__DIRECTIONS FOR THIS TASK__. Convert every line of the items below into a JSON list of strings, with one string per line. Skip blank lines and leave the pictures out of the answer.

__GIVEN ENTRIES__.
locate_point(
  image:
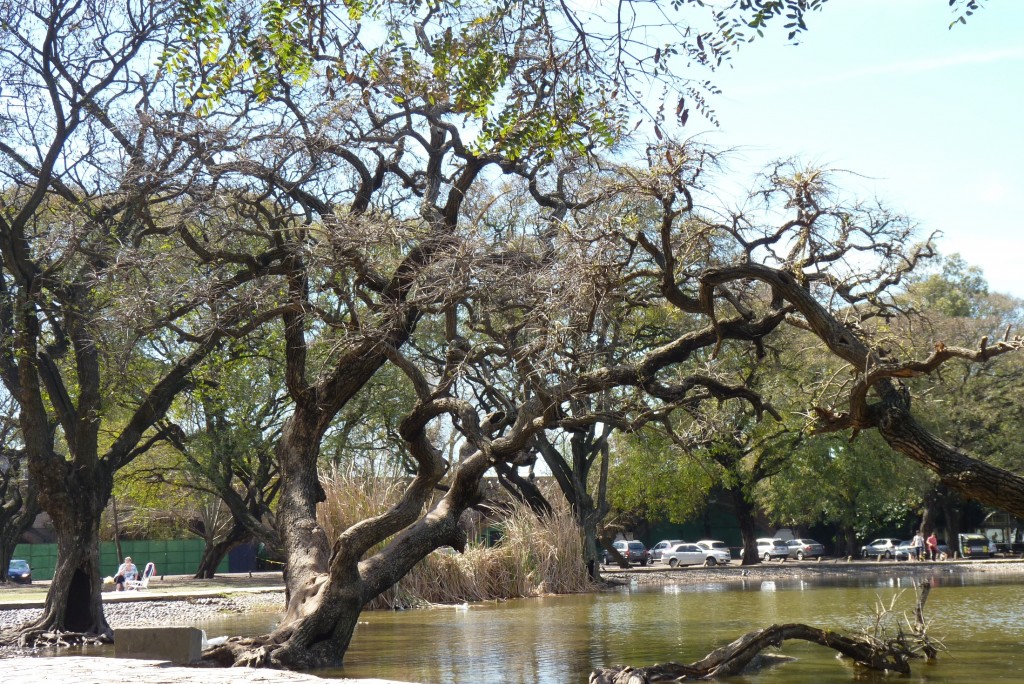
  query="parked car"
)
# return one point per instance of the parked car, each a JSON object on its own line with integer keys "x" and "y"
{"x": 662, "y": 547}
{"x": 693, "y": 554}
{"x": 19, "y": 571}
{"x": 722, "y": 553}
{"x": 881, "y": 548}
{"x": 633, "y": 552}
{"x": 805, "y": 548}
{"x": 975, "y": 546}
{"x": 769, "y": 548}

__EXERCISE SOLUTION__.
[
  "locate_point(",
  "  image:",
  "  query=\"parked car\"",
  ")",
  "# return one point per instance of the parked car, each a JSON object on its own line with integer keys \"x\" and \"y\"",
  "{\"x\": 662, \"y\": 547}",
  "{\"x\": 693, \"y\": 554}",
  "{\"x\": 19, \"y\": 571}",
  "{\"x\": 722, \"y\": 553}",
  "{\"x\": 881, \"y\": 548}",
  "{\"x\": 633, \"y\": 552}",
  "{\"x\": 805, \"y\": 548}",
  "{\"x\": 975, \"y\": 546}",
  "{\"x\": 769, \"y\": 548}"
]